**PAGE EXTRACT**
I immigrated to marry a man I’d dated for four years. It was an incredibly toxic and abusive relationship and I finally managed to leave after 11 years. I was unemployed and without family or friends.
After two years I’ve found an amazing job and have done brilliant work in my community and my new country. I’m literally receiving awards for my work. Our 12-year-old child has not only adjusted but thrived. We co-parent well and actually maintain a very solid friendship. I’m even friends with his new partner. I’m surrounded by loving friends and “found” family. I’m in a loving, supportive relationship.
All in all life is perfect.
But. I’ve been offered my dream job 12 hours away. During our divorce we agreed our child has a say in his living situation should I move. I’m pretty confident he will choose to stay in his hometown, but hopeful he will choose to move with me.
I’ve made peace with it. The logistics aren’t that hard to manage. But I feel guilty. Society judges absent mothers so harshly. I’m worried about him having the support and compassion he needs.
I’m worried I’m abandoning him and he will end up with weird issues.
I feel justified after so many years of abuse and sacrifice that I deserve to chase my own dreams.
But am I being selfish? A bad mother?
— Woman on Hold
But first: Seriously?
You have an amazing job and loving friends and “found” family and your child is thriving and you’re in love and you’re a … “Woman on Hold”?
They’re your feelings to feel, of course, but I see room, as in, pristine acres of rolling landscape for you to reframe your view of your life, if you really wanted to do that.
As you did just a few paragraphs prior, with, “perfect.”
I also don’t think it’s possible to make “peace with it” and “feel guilty” and be “worried,” all about the same move.

**WORK TO COMPLETE**
Do these statements agree with the advice column? Answer each yes or no and quote the deciding words from the column. (a) The writer's child is 12 years old. (b) The writer left the abusive relationship after four years. (c) The dream job the writer was offered is 12 hours away.

[Dataset excerpts]
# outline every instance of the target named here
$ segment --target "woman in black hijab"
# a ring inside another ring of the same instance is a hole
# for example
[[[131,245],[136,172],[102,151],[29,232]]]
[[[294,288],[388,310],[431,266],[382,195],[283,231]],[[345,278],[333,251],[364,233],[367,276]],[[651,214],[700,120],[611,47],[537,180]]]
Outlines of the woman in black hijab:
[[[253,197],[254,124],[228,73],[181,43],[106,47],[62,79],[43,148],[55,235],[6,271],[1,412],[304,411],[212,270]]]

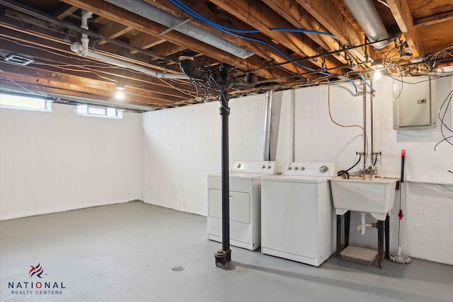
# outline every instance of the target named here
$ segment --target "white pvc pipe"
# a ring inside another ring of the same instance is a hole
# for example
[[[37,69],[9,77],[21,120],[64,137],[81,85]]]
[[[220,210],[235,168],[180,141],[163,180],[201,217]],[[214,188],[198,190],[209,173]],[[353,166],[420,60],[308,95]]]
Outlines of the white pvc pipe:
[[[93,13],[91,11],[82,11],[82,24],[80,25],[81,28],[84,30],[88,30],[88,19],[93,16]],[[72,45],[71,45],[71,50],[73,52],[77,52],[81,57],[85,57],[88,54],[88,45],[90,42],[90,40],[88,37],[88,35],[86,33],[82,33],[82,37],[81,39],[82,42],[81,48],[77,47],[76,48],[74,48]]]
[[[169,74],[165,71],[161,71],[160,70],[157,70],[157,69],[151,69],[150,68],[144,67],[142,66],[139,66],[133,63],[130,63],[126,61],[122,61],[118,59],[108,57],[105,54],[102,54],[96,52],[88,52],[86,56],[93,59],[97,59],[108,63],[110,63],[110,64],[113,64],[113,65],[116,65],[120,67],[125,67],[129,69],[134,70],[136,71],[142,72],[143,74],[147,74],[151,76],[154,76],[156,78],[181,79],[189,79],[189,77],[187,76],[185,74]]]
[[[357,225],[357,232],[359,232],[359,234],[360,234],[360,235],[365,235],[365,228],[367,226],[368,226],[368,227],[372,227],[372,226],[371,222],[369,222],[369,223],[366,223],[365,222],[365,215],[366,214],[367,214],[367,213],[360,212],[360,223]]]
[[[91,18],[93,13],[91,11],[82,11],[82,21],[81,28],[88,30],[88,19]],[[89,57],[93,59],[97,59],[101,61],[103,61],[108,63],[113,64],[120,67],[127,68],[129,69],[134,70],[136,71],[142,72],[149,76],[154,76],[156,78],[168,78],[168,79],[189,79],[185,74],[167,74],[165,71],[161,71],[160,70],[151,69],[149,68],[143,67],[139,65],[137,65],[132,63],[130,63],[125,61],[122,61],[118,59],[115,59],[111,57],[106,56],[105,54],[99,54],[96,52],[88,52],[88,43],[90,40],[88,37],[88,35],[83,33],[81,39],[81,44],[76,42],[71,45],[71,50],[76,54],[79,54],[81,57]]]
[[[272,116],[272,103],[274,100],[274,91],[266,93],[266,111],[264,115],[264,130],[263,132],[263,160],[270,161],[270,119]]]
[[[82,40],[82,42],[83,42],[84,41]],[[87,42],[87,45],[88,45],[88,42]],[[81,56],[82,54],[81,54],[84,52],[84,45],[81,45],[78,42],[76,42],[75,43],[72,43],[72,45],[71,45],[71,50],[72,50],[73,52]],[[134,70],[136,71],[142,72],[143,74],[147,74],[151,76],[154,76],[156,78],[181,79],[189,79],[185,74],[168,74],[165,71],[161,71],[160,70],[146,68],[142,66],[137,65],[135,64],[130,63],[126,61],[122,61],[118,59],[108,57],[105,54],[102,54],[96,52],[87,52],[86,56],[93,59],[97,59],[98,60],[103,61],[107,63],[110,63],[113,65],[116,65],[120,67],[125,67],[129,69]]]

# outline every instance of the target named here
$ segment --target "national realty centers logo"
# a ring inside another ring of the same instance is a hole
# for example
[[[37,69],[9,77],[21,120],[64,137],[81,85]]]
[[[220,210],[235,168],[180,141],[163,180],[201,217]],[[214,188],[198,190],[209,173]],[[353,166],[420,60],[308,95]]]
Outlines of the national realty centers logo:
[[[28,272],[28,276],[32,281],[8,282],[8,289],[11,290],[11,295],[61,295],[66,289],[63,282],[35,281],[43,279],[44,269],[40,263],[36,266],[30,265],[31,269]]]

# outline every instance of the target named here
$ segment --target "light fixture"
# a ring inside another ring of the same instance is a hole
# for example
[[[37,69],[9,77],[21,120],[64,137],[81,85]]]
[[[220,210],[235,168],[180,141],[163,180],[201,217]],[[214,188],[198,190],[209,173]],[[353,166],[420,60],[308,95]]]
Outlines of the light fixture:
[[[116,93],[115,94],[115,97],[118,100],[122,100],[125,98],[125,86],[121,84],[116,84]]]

* * *

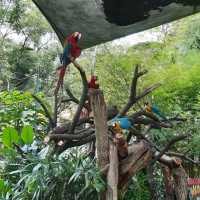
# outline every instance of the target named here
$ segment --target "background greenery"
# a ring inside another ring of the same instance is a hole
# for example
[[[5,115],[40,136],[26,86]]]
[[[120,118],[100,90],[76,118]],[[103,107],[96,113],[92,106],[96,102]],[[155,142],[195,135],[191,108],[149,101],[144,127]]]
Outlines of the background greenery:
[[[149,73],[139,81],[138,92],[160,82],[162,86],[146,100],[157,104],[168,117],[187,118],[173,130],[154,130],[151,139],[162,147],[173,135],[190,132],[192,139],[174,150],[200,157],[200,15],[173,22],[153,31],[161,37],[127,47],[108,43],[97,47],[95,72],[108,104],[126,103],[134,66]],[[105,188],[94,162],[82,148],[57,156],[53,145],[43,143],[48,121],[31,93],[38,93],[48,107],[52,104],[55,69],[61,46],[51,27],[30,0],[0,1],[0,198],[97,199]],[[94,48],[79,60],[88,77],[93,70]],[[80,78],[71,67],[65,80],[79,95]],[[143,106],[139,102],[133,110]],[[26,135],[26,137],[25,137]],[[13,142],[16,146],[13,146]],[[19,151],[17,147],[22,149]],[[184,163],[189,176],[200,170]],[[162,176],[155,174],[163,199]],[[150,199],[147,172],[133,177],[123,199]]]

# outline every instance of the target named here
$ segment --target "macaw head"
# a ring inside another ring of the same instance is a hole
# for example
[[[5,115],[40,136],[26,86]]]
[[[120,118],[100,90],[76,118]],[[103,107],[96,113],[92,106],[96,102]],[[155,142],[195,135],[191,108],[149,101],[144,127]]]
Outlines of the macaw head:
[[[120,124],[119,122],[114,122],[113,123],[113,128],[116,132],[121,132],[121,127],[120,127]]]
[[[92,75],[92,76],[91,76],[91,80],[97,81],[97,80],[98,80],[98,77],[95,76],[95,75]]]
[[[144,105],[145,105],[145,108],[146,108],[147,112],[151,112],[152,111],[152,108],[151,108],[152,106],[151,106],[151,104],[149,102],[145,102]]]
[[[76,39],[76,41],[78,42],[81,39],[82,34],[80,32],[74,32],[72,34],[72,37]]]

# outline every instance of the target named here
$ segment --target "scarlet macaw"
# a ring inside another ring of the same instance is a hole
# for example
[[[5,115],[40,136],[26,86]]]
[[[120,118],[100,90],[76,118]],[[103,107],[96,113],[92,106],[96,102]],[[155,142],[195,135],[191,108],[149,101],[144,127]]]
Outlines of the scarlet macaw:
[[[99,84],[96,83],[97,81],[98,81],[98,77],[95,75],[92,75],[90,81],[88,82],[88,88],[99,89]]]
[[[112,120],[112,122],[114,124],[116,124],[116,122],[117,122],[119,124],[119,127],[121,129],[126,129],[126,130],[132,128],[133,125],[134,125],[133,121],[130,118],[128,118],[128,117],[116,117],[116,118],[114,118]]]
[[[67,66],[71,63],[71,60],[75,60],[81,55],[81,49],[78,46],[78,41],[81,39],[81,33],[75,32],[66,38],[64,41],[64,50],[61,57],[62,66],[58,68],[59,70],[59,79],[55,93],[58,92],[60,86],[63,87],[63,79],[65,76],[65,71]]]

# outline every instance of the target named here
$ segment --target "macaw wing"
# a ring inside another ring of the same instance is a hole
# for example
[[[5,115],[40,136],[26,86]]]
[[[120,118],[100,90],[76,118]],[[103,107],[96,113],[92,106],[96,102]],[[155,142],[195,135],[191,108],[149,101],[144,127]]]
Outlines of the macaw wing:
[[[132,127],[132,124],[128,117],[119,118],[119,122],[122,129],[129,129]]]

**SOLUTION TO THE EXERCISE**
(a) Yes: "Our 12-year-old child has not only adjusted but thrived."
(b) No: "I finally managed to leave after 11 years."
(c) Yes: "I’ve been offered my dream job 12 hours away."